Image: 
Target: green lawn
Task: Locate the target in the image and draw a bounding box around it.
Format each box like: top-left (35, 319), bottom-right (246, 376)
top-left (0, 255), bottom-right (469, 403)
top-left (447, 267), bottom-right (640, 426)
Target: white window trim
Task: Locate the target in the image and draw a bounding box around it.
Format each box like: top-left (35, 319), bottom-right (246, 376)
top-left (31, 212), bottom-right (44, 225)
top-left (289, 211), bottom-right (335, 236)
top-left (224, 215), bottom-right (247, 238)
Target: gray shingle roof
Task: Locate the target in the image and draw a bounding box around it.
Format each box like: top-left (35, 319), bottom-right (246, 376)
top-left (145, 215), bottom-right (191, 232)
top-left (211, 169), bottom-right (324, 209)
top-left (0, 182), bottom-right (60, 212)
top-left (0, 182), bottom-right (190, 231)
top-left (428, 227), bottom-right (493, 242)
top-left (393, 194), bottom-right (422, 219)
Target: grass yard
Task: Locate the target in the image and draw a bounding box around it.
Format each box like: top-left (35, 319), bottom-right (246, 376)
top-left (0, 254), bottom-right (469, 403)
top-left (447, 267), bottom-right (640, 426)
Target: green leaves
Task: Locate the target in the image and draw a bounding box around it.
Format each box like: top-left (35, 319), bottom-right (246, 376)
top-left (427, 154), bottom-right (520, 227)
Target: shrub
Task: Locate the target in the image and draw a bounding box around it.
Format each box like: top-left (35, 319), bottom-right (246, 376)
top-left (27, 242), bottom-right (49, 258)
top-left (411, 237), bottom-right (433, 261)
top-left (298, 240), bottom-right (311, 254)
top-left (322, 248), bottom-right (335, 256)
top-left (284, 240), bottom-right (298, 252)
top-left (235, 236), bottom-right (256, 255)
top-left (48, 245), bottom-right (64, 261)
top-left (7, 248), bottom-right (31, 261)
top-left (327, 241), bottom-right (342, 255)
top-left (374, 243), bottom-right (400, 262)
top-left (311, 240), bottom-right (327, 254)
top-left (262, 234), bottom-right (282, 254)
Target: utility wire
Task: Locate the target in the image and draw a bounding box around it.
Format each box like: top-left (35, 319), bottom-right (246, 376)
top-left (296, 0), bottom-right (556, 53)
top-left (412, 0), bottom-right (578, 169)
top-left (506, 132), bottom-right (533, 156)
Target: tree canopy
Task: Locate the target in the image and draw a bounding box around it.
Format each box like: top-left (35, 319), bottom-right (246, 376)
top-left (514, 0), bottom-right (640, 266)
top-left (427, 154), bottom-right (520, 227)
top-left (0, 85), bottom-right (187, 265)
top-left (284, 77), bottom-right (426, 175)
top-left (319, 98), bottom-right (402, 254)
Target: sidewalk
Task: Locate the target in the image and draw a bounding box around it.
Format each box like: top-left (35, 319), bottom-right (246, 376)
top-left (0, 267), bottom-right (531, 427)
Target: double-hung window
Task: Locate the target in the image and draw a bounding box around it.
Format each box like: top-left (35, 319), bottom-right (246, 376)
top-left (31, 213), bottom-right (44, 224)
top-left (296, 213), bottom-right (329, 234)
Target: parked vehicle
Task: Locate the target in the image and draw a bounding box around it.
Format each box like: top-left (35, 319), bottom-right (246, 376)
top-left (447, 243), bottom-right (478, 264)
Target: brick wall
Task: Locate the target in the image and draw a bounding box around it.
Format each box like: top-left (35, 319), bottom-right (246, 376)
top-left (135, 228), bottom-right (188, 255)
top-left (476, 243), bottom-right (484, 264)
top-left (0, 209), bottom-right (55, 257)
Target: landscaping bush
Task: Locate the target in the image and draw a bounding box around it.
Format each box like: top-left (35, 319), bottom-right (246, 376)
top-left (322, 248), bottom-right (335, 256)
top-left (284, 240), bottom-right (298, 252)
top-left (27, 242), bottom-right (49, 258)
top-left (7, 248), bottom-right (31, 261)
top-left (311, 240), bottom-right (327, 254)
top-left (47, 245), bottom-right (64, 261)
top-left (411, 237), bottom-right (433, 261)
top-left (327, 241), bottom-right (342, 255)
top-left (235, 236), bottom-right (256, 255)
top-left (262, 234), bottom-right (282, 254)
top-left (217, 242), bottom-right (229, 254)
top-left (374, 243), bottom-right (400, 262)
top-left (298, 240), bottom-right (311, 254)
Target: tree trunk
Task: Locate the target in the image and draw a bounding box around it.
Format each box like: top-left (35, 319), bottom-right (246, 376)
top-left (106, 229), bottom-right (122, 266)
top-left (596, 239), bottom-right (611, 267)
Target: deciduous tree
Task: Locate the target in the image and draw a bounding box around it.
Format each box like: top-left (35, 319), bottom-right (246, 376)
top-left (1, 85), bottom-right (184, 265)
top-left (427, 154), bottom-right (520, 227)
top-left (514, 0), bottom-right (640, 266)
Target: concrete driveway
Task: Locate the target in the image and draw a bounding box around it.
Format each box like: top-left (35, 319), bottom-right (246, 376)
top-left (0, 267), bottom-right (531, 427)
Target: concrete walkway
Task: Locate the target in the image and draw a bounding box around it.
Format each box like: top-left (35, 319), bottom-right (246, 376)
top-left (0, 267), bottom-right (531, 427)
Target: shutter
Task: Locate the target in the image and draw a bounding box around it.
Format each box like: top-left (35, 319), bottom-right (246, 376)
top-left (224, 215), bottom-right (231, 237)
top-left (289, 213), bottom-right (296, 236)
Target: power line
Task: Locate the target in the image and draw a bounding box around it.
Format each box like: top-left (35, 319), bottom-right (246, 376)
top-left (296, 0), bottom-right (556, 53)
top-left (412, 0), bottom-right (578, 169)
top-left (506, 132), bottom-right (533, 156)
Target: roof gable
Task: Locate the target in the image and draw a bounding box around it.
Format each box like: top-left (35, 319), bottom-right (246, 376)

━━━━━━━━━━

**Challenge**
Convert every line of the listing above into a numbered list, omitting blank lines.

**Solution**
1. Image: 
2. Target: green lawn
3. Task: Locate the target in the image and draw a bounding box around it.
4. Format each box like: top-left (35, 319), bottom-right (246, 376)
5. top-left (0, 255), bottom-right (469, 403)
6. top-left (447, 267), bottom-right (640, 426)
7. Target: white window trim
8. Task: Locate the target in the image and draw a bounding box around it.
9. Format each box like: top-left (35, 319), bottom-right (246, 376)
10. top-left (31, 212), bottom-right (44, 225)
11. top-left (289, 211), bottom-right (335, 236)
12. top-left (224, 215), bottom-right (247, 238)
13. Target: gray shingle roof
14. Task: Locate the target in the image and draw a bounding box around it.
15. Format each box like: top-left (35, 319), bottom-right (246, 376)
16. top-left (145, 215), bottom-right (191, 232)
17. top-left (211, 169), bottom-right (324, 209)
18. top-left (0, 182), bottom-right (60, 212)
19. top-left (0, 182), bottom-right (190, 231)
20. top-left (428, 227), bottom-right (493, 242)
21. top-left (393, 194), bottom-right (422, 219)
22. Target: grass yard
23. Task: Locate the target in the image and draw a bounding box around it.
24. Format each box like: top-left (35, 319), bottom-right (246, 376)
25. top-left (0, 254), bottom-right (469, 403)
26. top-left (447, 267), bottom-right (640, 426)
27. Target: green leaves
28. Task: Locate the target in the image and draw a bounding box around it.
29. Format each box like: top-left (35, 319), bottom-right (246, 376)
30. top-left (427, 154), bottom-right (520, 227)
31. Target: shrub
32. Task: Locate the target in the image and draw a bounding box around it.
33. Format each box like: top-left (35, 319), bottom-right (246, 376)
34. top-left (27, 242), bottom-right (49, 258)
35. top-left (411, 237), bottom-right (433, 261)
36. top-left (298, 240), bottom-right (311, 254)
37. top-left (322, 248), bottom-right (335, 256)
38. top-left (284, 240), bottom-right (298, 252)
39. top-left (235, 236), bottom-right (256, 255)
40. top-left (48, 245), bottom-right (64, 261)
41. top-left (7, 248), bottom-right (31, 261)
42. top-left (327, 241), bottom-right (342, 255)
43. top-left (374, 243), bottom-right (400, 262)
44. top-left (311, 240), bottom-right (327, 254)
45. top-left (262, 234), bottom-right (282, 254)
46. Target: utility wire
47. Task: Locate the target in the image and draw a bounding box around it.
48. Format each box like: top-left (35, 319), bottom-right (246, 376)
49. top-left (296, 0), bottom-right (556, 53)
50. top-left (412, 0), bottom-right (578, 169)
51. top-left (506, 132), bottom-right (533, 156)
52. Target: tree canopy
53. Task: Locate the target in the image and draw a bounding box around it.
54. Format each box like: top-left (35, 319), bottom-right (246, 376)
55. top-left (514, 0), bottom-right (640, 266)
56. top-left (427, 154), bottom-right (520, 227)
57. top-left (0, 85), bottom-right (187, 265)
58. top-left (284, 77), bottom-right (426, 175)
59. top-left (319, 98), bottom-right (402, 254)
60. Target: sidewalk
61. Task: Locate the target in the image and draw a bounding box around it.
62. Format each box like: top-left (35, 319), bottom-right (246, 376)
63. top-left (0, 267), bottom-right (531, 427)
64. Target: double-hung window
65. Task: Locate the target in the image and draw a bounding box around it.
66. Format each box like: top-left (35, 319), bottom-right (246, 376)
67. top-left (31, 213), bottom-right (44, 224)
68. top-left (296, 213), bottom-right (329, 234)
69. Target: parked vehicle
70. Task: Locate the target in the image and draw a bounding box around it.
71. Format each box like: top-left (35, 319), bottom-right (246, 376)
72. top-left (447, 243), bottom-right (478, 264)
73. Target: brick wall
74. Task: Locate the target in the image and draw a bounding box around it.
75. Format each box like: top-left (35, 319), bottom-right (246, 376)
76. top-left (135, 228), bottom-right (188, 255)
77. top-left (476, 243), bottom-right (484, 264)
78. top-left (0, 209), bottom-right (55, 257)
79. Target: landscaping bush
80. Task: Locate the target in the image and draw a bounding box around it.
81. Format each box like: top-left (35, 319), bottom-right (246, 376)
82. top-left (322, 248), bottom-right (335, 256)
83. top-left (284, 240), bottom-right (298, 252)
84. top-left (27, 242), bottom-right (49, 258)
85. top-left (7, 248), bottom-right (31, 261)
86. top-left (311, 240), bottom-right (327, 254)
87. top-left (47, 245), bottom-right (64, 261)
88. top-left (411, 237), bottom-right (433, 261)
89. top-left (327, 241), bottom-right (342, 255)
90. top-left (235, 236), bottom-right (256, 255)
91. top-left (262, 234), bottom-right (282, 254)
92. top-left (217, 242), bottom-right (229, 254)
93. top-left (374, 243), bottom-right (400, 262)
94. top-left (298, 240), bottom-right (311, 254)
95. Target: tree trunk
96. Task: Locate the target in the image and draw a bounding box around it.
97. Format each box like: top-left (35, 319), bottom-right (246, 376)
98. top-left (106, 229), bottom-right (122, 266)
99. top-left (596, 239), bottom-right (611, 267)
100. Target: deciduous tree
101. Task: Locate the target in the image and draw a bounding box around it.
102. Format each box like: top-left (35, 319), bottom-right (246, 376)
103. top-left (1, 85), bottom-right (184, 265)
104. top-left (427, 154), bottom-right (520, 227)
105. top-left (514, 0), bottom-right (640, 266)
106. Target: concrete driveway
107. Task: Locate the target in the image and draw a bounding box around it.
108. Format each box like: top-left (35, 319), bottom-right (246, 376)
109. top-left (0, 267), bottom-right (531, 427)
110. Target: concrete walkway
111. Task: Locate the target in the image and draw a bounding box around it.
112. Format each box like: top-left (35, 319), bottom-right (246, 376)
113. top-left (0, 267), bottom-right (531, 427)
114. Target: shutter
115. Task: Locate the target in the image and draw a bounding box around it.
116. Format each box like: top-left (35, 319), bottom-right (246, 376)
117. top-left (224, 215), bottom-right (231, 237)
118. top-left (289, 213), bottom-right (296, 236)
119. Target: power line
120. Task: Locate the target in the image and draw a bounding box around it.
121. Format each box like: top-left (35, 319), bottom-right (246, 376)
122. top-left (296, 0), bottom-right (556, 53)
123. top-left (412, 0), bottom-right (578, 169)
124. top-left (506, 132), bottom-right (533, 156)
125. Target: roof gable
126. Task: Locate the target in the image and draw a bounding box around it.
127. Format each box like: top-left (35, 319), bottom-right (246, 376)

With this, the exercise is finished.